PA Doctorate

The US Army’s Best Kept Secret

No, it isn’t a death ray or telepathic clones, it’s the Doctor of Science (DSc) in Physician Assistant Studies at Baylor University. 

Though Baylor is actually a private Baptist university located in Texas, it has worked closely with the United States military since before the Civil War. Official ROTC programs began on campus shortly after World War II. 

Physician Assistants in the Army

The Army took an interest in training PAs in the early 1980s to address a physician shortage. Sound familiar? The original program was twelve months long and paralleled the second postgraduate year of training for emergency physicians (this also sounds familiar). The program continued to evolve until 2006 when the 18-month experience was capped with a Doctorate of Science credential following clinical rotations, original research, and oral boards. 

PA Residency Combined with Doctoral Academics

The emergency medicine program is comprised of 16 didactic sections and 20 clinical rotations which include over 4,000 hours of clinical training and over 700 hours of classroom instruction. Wow. Residents also participate in grand rounds, morning reports, procedure lab, trauma/radiology/EKG/M&M conferences, and participate in original research. Final written and oral boards are based on the standards set by the American Board of Emergency Medicine (ABEM), the same organization that certifies ER physicians. 

In case emergency medicine isn’t your thing, the Army sponsors two more 18-month residency/doctoral programs for PAs: clinical orthopedics and general surgery/intensivist. In both of these programs, already credentialed PAs receive training alongside second and third-year orthopedic and general surgical residents. 

The Army took an interest in training PAs in the early 1980s to address a physician shortage. Sound familiar?

PA Fill the Shortages in Military and Civilian Healthcare

All of these Army/Baylor programs were developed, not out of greed or vanity, but you guessed it, shortages! PAs were born out of necessity and they continue to grow into where they are needed. Today, that need exists in so many places! Primary care to emergency medicine and everywhere in between. 

Before you get too excited about applying for these awesome-sounding programs, there’s one little caveat I should mention: they are only open to active-duty Army PAs. On top of that, you must have at least three years (Army) or two years (Air Force) experience as a general PA to apply and then commit to a three-and-a-half year (Army) or three-year (Air Force) service obligation.

Shoot.

Well, Army DSc PAs, you have my respect. Strike that, all members of our armed forces have my respect. But dang, this program though! God bless the United States military!
● ● ● ● ● ● ●
### Exercise directions:
Return the part of the article on the Army's physician assistant doctorate verbatim, starting at "No, it isn’t" and ending at "and oral boards.".
● ● ● ● ● ● ●
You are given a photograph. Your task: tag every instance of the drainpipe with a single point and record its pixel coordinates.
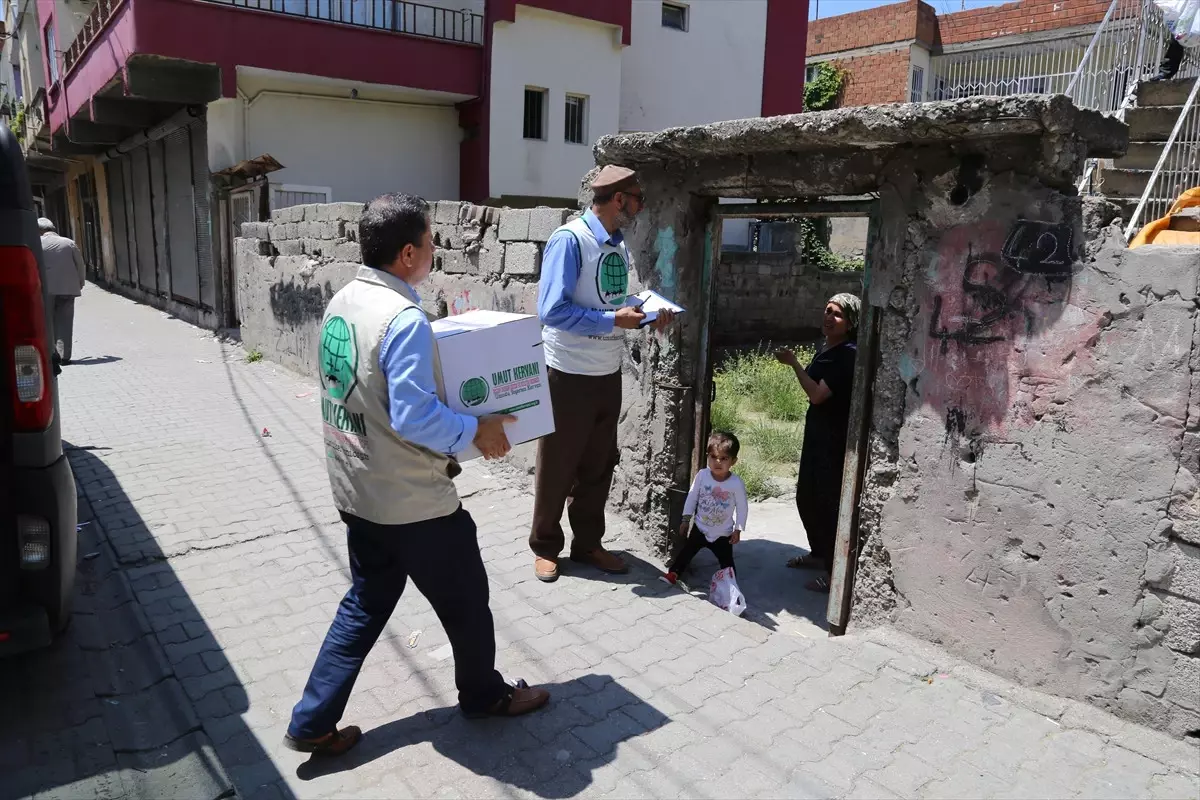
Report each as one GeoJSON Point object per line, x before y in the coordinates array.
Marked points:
{"type": "Point", "coordinates": [173, 122]}
{"type": "Point", "coordinates": [299, 95]}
● ● ● ● ● ● ●
### Expected answer:
No, it isn’t a death ray or telepathic clones, it’s the Doctor of Science (DSc) in Physician Assistant Studies at Baylor University. 

Though Baylor is actually a private Baptist university located in Texas, it has worked closely with the United States military since before the Civil War. Official ROTC programs began on campus shortly after World War II. 

Physician Assistants in the Army

The Army took an interest in training PAs in the early 1980s to address a physician shortage. Sound familiar? The original program was twelve months long and paralleled the second postgraduate year of training for emergency physicians (this also sounds familiar). The program continued to evolve until 2006 when the 18-month experience was capped with a Doctorate of Science credential following clinical rotations, original research, and oral boards.